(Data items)
============

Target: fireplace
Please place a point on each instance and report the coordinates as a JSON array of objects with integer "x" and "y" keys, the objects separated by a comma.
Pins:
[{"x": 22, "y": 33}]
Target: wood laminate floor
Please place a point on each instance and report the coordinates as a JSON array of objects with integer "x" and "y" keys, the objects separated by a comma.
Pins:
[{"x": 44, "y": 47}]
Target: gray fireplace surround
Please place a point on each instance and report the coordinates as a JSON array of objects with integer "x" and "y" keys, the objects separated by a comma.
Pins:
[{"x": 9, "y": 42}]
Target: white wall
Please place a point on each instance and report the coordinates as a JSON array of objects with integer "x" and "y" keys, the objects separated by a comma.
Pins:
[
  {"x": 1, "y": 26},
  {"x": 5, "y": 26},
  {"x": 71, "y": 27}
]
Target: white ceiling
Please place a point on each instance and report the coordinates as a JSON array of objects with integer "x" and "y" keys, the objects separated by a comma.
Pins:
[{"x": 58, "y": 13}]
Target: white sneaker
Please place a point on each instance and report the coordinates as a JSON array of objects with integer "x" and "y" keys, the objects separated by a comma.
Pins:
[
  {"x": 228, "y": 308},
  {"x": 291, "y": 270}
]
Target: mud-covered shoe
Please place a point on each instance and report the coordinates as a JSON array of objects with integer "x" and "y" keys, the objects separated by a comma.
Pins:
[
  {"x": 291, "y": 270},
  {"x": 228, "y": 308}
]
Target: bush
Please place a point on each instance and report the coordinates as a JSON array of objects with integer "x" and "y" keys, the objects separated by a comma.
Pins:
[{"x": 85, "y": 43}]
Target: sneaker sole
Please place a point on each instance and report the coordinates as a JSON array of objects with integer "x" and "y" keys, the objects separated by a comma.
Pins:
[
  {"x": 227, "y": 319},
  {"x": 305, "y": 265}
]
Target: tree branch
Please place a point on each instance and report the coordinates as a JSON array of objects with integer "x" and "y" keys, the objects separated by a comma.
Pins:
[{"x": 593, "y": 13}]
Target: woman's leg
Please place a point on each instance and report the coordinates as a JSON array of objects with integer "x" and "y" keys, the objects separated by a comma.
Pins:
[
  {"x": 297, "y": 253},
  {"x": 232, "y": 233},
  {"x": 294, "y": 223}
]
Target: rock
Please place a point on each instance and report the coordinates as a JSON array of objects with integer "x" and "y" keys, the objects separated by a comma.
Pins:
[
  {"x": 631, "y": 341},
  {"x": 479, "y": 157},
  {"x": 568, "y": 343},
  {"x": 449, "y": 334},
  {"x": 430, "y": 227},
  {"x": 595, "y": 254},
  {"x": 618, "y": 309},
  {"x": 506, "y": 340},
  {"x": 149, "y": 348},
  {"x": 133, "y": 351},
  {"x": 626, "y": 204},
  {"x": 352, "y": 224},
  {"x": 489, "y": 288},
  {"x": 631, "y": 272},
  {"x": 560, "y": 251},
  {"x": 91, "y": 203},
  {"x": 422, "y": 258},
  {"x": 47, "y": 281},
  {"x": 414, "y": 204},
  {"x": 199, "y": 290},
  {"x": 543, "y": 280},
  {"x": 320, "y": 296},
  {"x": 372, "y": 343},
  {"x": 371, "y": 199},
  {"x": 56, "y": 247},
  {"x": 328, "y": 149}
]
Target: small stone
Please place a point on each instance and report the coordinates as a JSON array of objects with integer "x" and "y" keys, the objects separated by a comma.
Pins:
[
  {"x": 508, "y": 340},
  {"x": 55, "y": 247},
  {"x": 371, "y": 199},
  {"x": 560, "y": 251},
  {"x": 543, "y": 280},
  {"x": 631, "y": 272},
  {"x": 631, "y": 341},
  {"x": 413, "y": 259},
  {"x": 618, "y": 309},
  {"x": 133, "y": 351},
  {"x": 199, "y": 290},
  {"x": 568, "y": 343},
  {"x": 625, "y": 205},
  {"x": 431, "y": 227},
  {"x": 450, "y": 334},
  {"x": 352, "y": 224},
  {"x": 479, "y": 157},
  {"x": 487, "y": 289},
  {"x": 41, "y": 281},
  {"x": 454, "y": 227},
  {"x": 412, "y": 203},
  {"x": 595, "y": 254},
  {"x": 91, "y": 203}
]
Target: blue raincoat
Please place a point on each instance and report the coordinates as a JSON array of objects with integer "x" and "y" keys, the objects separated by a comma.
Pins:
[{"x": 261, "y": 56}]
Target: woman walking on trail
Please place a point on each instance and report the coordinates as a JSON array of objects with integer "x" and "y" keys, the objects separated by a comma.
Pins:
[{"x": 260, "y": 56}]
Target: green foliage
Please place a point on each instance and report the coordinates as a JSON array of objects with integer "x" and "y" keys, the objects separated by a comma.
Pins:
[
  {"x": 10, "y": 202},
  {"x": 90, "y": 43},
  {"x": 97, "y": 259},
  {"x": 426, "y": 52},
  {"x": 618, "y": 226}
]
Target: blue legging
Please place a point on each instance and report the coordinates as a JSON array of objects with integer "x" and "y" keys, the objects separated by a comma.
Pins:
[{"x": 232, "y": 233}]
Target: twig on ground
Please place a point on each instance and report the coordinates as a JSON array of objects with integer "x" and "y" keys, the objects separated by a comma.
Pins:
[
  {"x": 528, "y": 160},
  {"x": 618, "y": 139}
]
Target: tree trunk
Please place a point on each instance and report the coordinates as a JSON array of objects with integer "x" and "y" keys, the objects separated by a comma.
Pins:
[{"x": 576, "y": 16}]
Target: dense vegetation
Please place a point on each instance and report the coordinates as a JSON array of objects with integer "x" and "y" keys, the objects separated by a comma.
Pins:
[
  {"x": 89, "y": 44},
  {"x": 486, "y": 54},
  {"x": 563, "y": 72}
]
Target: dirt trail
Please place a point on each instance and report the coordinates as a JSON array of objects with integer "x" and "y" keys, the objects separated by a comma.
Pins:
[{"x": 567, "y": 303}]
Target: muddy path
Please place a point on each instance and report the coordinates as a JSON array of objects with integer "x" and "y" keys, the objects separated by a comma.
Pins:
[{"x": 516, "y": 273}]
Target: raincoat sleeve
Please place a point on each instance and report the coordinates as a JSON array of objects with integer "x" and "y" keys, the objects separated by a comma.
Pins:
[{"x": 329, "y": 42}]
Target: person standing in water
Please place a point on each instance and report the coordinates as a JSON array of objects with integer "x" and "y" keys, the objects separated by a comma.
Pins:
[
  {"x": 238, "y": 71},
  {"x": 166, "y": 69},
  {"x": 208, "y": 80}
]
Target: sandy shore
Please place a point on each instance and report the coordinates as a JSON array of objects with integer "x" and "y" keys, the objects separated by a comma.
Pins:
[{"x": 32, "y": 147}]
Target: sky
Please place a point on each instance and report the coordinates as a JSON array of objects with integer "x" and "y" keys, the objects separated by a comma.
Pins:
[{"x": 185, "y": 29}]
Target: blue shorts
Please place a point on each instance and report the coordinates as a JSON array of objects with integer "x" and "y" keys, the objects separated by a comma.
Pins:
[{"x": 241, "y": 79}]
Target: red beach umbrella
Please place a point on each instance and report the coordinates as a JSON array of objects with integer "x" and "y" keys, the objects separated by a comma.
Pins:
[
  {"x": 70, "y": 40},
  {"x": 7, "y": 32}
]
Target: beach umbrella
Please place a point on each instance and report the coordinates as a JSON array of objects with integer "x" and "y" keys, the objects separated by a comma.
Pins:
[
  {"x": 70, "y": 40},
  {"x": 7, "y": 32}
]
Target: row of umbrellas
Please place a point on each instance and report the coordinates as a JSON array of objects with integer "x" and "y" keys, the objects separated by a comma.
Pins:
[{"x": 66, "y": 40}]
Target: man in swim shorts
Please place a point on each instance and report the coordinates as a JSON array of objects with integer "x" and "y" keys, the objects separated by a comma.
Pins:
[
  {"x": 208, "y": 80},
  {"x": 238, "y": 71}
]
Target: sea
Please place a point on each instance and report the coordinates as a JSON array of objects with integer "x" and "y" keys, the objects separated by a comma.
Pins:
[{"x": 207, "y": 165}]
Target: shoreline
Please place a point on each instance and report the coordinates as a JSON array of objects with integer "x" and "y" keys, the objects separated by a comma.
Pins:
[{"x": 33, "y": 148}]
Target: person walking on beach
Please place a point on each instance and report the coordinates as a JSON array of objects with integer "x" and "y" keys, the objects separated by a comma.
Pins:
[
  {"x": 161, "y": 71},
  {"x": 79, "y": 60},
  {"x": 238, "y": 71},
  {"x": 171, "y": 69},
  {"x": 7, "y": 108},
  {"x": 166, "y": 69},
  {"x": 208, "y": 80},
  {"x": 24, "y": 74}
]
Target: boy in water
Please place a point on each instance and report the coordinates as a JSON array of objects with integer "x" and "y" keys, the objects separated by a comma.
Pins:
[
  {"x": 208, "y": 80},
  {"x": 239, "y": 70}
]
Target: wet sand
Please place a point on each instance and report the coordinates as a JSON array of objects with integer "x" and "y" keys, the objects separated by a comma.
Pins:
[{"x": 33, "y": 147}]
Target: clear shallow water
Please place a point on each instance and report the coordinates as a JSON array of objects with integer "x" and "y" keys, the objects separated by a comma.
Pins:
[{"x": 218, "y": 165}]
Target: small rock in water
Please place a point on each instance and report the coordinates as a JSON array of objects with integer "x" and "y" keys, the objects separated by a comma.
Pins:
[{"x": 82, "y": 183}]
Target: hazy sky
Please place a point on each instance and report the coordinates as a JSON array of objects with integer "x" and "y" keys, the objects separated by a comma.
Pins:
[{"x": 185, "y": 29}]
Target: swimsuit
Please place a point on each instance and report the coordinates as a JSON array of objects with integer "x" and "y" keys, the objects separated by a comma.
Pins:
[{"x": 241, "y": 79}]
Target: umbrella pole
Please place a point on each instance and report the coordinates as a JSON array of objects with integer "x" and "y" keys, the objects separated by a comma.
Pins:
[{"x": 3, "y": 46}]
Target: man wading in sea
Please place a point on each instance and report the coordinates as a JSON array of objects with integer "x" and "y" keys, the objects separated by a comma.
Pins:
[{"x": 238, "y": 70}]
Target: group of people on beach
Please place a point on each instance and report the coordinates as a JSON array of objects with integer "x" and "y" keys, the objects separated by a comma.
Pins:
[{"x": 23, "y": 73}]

============

● **Task goal**:
From the entries, give the number of lines where the string "beach" is found, and nothing else.

● **Solution**:
4